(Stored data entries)
---*---
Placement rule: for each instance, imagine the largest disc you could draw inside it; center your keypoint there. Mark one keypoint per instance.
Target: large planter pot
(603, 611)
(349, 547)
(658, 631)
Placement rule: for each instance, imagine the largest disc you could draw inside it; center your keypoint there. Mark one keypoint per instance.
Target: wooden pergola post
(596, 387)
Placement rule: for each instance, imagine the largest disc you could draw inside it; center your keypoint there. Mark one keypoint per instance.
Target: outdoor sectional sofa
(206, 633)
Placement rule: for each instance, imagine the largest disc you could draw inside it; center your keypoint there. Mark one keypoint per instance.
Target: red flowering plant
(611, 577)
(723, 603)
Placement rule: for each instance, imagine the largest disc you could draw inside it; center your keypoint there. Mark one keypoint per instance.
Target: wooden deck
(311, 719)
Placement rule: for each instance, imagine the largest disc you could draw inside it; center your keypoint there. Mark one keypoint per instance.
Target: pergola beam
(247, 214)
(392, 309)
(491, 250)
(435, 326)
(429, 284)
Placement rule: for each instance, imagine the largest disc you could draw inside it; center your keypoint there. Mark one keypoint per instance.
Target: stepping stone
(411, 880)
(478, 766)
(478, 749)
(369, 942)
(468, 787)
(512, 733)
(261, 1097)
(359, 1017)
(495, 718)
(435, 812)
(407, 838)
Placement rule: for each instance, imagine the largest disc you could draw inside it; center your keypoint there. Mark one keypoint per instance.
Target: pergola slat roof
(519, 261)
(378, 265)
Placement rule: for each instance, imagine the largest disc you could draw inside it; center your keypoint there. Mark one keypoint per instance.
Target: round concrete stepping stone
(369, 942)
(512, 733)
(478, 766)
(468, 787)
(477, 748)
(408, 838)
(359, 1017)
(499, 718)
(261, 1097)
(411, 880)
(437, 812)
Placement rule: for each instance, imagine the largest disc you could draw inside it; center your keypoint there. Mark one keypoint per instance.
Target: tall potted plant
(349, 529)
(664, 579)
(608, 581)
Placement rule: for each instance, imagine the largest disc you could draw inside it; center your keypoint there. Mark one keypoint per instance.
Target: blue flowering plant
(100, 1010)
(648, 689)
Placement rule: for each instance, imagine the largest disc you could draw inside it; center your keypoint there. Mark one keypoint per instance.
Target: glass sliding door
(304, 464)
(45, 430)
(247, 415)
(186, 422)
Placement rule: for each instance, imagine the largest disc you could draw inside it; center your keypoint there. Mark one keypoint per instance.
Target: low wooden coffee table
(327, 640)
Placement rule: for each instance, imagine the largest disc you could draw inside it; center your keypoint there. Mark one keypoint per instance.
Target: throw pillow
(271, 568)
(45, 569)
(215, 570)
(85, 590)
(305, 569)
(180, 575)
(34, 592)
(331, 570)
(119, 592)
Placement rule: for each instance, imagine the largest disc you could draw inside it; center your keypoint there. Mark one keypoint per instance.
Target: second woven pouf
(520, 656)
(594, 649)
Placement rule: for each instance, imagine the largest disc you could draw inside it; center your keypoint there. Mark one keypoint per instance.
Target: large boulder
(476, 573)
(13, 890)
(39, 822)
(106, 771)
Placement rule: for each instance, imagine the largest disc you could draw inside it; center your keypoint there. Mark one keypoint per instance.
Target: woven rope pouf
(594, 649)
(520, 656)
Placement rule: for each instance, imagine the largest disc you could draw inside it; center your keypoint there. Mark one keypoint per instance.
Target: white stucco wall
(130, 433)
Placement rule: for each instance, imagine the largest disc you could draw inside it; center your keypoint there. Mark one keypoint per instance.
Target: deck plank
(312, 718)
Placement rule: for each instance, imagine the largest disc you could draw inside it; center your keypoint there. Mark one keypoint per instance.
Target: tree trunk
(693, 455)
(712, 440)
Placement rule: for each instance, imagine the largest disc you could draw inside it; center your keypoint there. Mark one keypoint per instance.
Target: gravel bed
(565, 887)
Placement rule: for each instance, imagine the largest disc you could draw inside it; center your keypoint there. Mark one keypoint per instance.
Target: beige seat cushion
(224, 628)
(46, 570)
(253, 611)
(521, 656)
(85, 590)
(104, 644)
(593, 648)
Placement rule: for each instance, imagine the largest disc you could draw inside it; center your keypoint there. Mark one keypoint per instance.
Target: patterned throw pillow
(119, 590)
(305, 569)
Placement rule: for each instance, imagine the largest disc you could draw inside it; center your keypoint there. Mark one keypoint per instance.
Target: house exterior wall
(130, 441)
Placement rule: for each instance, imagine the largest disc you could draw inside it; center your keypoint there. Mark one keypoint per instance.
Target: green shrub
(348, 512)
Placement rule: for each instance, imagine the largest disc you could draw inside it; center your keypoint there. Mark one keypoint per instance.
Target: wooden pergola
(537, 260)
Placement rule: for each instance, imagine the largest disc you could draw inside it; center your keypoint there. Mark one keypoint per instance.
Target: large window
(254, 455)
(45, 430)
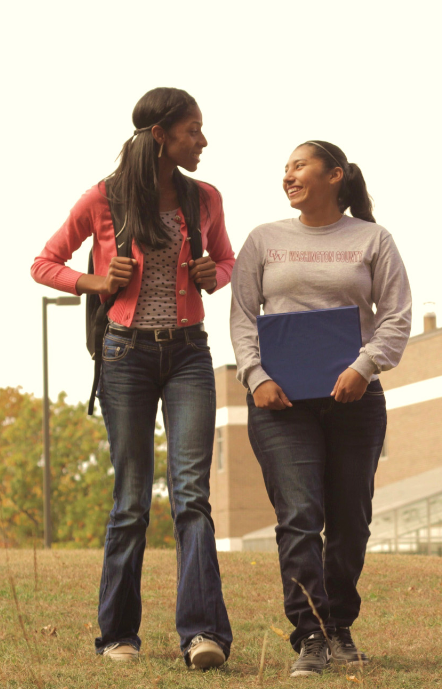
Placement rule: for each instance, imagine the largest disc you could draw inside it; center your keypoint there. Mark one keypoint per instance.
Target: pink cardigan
(91, 216)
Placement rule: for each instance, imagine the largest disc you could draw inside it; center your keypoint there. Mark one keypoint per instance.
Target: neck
(168, 194)
(318, 217)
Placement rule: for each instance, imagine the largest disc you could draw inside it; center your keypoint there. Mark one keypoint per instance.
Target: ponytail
(135, 182)
(353, 193)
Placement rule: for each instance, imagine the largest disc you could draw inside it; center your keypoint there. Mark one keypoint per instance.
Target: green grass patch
(399, 627)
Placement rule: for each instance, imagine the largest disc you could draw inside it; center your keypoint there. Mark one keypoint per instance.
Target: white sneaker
(121, 652)
(205, 653)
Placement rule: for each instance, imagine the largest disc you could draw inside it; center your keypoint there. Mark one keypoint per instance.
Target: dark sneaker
(343, 648)
(313, 658)
(205, 653)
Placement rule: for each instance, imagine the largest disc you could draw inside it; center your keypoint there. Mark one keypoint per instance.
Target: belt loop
(134, 338)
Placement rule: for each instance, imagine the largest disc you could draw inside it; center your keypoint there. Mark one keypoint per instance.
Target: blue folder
(305, 351)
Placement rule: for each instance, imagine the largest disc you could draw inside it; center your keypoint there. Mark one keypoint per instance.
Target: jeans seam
(171, 496)
(106, 418)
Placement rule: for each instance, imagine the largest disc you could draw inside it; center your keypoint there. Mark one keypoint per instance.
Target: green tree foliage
(81, 474)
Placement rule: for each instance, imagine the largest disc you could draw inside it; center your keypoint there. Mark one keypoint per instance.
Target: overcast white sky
(267, 76)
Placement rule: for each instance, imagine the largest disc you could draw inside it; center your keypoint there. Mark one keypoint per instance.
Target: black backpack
(96, 312)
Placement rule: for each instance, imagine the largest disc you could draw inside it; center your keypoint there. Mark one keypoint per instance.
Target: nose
(288, 177)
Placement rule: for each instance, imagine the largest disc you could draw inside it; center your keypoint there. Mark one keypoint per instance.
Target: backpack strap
(123, 249)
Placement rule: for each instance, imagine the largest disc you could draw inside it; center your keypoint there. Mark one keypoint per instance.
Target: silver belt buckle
(169, 335)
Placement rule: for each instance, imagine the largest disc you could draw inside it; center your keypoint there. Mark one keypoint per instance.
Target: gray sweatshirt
(288, 266)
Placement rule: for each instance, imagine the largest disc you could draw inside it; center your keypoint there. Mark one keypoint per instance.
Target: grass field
(400, 625)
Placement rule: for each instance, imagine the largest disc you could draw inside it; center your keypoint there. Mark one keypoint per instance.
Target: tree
(81, 474)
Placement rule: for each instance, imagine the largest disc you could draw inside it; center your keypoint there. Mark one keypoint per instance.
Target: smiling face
(308, 186)
(184, 141)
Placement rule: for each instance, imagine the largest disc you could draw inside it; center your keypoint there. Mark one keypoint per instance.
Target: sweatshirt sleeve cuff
(255, 377)
(365, 366)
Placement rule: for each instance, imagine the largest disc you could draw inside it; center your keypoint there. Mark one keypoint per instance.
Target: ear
(159, 134)
(336, 175)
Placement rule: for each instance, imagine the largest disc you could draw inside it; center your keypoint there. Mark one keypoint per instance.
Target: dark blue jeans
(135, 375)
(319, 459)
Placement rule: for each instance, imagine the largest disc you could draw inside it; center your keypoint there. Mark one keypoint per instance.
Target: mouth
(292, 191)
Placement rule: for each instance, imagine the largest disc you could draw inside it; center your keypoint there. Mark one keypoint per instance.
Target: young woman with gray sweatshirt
(319, 456)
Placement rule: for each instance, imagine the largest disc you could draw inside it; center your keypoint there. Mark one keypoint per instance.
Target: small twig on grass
(313, 607)
(154, 679)
(35, 563)
(324, 631)
(263, 654)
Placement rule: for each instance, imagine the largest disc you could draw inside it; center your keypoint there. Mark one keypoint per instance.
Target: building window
(219, 449)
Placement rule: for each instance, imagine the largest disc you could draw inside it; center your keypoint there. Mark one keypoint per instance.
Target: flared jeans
(136, 374)
(318, 460)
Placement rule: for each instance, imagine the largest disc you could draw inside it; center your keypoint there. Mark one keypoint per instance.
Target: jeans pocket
(200, 345)
(114, 351)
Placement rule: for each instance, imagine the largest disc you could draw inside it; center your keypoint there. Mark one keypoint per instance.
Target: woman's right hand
(269, 395)
(119, 274)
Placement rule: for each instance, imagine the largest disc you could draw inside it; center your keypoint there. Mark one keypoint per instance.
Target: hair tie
(143, 129)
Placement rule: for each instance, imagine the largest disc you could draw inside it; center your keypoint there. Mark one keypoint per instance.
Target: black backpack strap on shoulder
(101, 320)
(194, 228)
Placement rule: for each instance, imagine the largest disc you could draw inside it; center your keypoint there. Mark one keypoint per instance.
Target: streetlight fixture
(59, 301)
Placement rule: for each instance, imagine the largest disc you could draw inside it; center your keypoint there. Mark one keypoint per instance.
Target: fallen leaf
(280, 633)
(49, 630)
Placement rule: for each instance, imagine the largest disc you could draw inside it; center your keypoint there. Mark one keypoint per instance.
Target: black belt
(193, 332)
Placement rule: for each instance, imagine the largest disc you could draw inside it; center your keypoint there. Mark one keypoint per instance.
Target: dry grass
(400, 626)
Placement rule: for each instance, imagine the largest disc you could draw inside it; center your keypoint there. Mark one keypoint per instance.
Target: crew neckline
(323, 229)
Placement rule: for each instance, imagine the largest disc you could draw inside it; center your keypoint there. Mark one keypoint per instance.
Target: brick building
(413, 446)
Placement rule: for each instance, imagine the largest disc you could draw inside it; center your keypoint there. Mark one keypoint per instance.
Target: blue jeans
(318, 460)
(135, 375)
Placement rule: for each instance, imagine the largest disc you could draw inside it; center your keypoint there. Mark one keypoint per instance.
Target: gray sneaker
(205, 653)
(343, 648)
(122, 652)
(313, 658)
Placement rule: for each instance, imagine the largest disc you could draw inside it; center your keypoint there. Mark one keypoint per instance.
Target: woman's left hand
(203, 272)
(349, 387)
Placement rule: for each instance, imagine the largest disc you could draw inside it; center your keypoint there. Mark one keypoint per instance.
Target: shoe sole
(205, 659)
(342, 661)
(305, 673)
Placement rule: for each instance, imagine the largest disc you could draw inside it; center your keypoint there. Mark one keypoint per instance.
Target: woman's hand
(203, 272)
(119, 274)
(349, 387)
(269, 395)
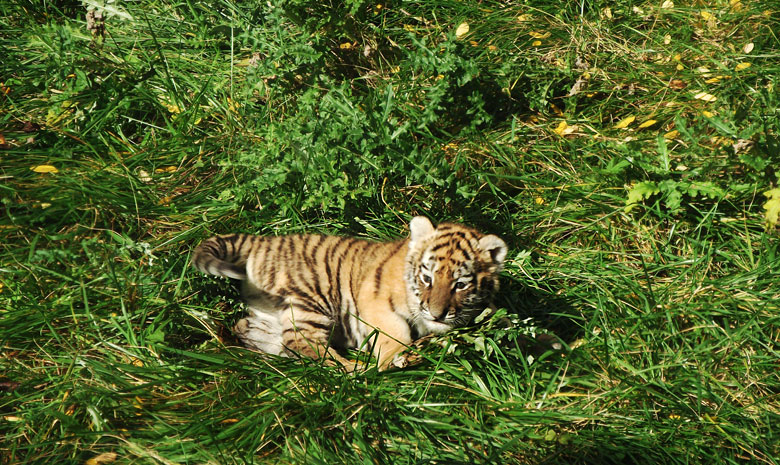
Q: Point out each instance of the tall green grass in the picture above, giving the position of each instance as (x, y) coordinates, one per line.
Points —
(621, 149)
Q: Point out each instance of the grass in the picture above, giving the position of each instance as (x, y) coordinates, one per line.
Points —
(621, 149)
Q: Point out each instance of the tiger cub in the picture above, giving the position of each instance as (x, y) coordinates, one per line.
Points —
(316, 295)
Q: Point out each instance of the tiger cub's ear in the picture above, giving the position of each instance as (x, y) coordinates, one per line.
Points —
(495, 246)
(419, 228)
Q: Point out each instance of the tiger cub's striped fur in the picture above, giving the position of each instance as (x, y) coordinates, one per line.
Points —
(311, 294)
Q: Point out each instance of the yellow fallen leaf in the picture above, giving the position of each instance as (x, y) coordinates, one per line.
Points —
(647, 123)
(105, 457)
(539, 35)
(462, 30)
(44, 169)
(772, 207)
(625, 122)
(705, 97)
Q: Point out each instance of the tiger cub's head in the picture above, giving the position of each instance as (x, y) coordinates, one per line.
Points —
(452, 271)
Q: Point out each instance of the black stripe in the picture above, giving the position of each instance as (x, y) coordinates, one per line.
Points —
---*---
### [Task]
Among the lines above, find those containing the word "tiger" and copy each.

### [Exercise response]
Q: Point out each instance of the tiger cub in the picture above, giving the position of each instance as (x, y) coordinates, one per line.
Q: Point out each instance of the tiger cub's ear in the picture above, giving the position of each instance as (x, y) coordinates, one per line.
Q: Point out each instance of the tiger cub's striped fur in the picture above, giving the position of each instance as (x, y) coordinates, one per line.
Q: Point out each instance of the tiger cub's head in the picture above, giving the position of each instance as (x, y) coordinates, one per line.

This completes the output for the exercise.